Text segment
We don’t just see this in sports though. In some way, this is an application of delayed gratification similar to the habits of saving, investing, working out, and eating healthy. We try to establish these habits, that require effort and often sacrifice in the short term to provide health, prosperity, and success in the long run.
It’s a principle that seems lost in how our politics work today especially on difficult topics like social justice. Our political system is currently constructed to offer and profit off of immediate gratification and is capable of trading away the long term health of the nation in an expedient effort to obtain something in the now. Essentially, playing for this season and mortgaging our country’s future in the process.
And the general public is adopting a similar temperament to those of the Philadelphia sports fanbase: that brotherly love and patience we are so beloved for. Hopefully we don’t all wind up throwing snowballs at Santa. Feels like we’re really close to that happening.

Work to do
Resume the passage on delayed gratification and politics from its final sentence. The entries that come after this text are unrelated to the task.

Dataset rows

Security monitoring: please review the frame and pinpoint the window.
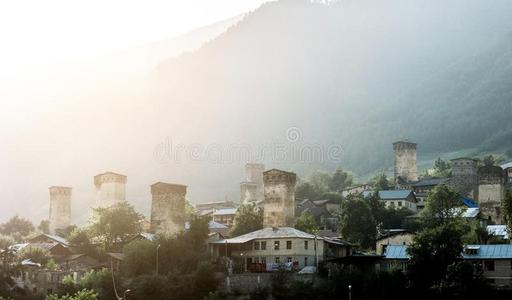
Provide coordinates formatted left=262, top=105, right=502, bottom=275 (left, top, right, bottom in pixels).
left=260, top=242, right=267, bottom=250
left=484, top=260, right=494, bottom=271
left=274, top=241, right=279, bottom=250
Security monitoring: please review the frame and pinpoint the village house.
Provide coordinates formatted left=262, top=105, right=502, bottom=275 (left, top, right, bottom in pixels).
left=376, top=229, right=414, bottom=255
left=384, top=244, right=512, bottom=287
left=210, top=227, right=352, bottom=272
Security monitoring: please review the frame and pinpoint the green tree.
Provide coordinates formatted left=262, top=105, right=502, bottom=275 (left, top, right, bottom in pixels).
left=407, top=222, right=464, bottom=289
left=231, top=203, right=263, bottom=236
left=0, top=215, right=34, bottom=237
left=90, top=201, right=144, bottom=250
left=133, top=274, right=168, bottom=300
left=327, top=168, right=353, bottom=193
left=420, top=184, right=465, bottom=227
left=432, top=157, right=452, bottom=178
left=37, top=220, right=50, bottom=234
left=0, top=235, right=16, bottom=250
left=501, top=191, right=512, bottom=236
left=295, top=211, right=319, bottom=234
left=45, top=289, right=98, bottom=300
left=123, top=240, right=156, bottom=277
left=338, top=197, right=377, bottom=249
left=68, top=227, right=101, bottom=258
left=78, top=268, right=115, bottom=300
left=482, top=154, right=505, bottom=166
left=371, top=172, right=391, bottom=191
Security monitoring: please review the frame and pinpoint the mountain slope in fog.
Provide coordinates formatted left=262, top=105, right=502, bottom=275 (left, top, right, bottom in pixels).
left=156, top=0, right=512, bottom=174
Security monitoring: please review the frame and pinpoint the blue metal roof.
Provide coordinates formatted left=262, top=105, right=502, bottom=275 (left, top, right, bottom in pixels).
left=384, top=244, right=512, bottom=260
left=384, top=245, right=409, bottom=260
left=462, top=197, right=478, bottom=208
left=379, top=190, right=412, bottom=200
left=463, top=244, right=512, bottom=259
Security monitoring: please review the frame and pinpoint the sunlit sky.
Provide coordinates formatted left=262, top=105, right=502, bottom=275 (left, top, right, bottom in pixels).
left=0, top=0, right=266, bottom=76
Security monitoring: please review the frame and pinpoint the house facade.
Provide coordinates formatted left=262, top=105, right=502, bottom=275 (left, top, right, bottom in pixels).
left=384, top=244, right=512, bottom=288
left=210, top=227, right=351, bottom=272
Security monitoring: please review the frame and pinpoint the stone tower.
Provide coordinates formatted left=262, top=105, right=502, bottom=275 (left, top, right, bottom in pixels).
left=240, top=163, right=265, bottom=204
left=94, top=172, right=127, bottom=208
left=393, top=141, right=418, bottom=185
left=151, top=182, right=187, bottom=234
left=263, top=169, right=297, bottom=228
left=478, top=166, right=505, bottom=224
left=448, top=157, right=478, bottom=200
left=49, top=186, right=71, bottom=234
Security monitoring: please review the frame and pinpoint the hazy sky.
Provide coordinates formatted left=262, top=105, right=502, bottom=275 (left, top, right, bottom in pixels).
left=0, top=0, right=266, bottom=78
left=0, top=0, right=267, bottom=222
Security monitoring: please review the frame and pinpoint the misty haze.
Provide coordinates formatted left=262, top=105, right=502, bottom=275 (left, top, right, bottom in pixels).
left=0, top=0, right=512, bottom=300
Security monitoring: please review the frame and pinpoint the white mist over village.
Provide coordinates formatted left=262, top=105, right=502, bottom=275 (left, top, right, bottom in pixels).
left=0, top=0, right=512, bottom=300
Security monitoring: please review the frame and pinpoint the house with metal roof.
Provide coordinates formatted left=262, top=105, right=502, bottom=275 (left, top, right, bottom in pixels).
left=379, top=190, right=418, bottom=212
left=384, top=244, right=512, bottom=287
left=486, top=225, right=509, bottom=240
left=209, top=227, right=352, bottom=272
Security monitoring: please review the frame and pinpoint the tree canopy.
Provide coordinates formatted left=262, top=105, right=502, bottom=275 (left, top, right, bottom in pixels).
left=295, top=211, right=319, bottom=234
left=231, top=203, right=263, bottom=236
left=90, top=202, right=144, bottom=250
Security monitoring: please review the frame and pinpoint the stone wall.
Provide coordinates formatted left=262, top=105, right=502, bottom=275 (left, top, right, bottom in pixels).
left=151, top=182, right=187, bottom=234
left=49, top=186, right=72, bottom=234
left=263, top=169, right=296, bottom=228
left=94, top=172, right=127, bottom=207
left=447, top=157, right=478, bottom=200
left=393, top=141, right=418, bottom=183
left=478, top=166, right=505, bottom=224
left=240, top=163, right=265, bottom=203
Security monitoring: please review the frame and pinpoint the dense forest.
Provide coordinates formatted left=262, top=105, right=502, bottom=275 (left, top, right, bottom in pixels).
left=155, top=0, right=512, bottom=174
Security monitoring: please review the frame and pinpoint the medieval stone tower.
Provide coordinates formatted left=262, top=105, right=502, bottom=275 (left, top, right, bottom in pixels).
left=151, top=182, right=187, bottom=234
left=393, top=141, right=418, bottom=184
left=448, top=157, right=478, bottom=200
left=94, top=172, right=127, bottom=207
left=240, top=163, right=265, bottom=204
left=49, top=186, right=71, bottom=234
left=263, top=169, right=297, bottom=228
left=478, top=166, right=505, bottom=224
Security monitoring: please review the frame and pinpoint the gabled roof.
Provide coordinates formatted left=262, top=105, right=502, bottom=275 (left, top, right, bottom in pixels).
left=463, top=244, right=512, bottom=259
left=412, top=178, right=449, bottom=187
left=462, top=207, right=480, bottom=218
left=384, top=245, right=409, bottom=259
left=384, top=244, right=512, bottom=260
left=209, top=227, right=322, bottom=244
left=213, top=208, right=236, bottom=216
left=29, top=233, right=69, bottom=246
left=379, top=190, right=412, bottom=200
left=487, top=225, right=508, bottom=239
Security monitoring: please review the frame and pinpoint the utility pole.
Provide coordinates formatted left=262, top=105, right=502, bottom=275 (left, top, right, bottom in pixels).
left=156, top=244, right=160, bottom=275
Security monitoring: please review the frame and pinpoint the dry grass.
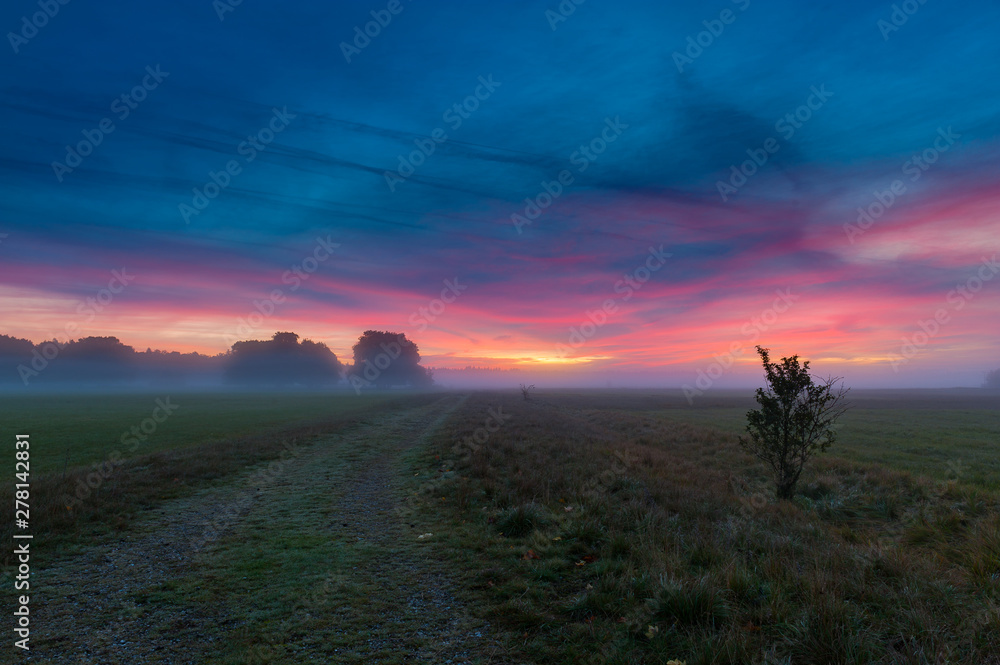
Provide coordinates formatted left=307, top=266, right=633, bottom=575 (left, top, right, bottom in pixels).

Output for this task
ProgressivE POLITICS and the narrative it proposes
Progressivism implies a particular perspective or narrative. The inclusion of the word “progress” in it’s name indicates a direction. Change. Fluidity. Flux. The opposite of staying put. It insinuates that where we currently stand is insufficient and that we need to move towards a new place – arguably a better place.
This idea in and of itself is not a bad one, right? There are plenty of issues we can identify around us. No shortage of problems to be solved. Why wouldn’t a progressive mindset be a good, even necessary one? We should try to change to fix issues where possible. To be content with where we currently are would seemingly be to cast a vote in support of the very problems we are observing. and to be accepting of the way things are.
Progressivism, as a political and social platform however, is different. Although they are the side advocating for social justice and reform, I think they are undermining their ability to create the desired change in the process. While both the left and the right have a significant role in the political tension and mudslinging we all see and experience today, I believe it is progressive politics that have elevated the discord to another level.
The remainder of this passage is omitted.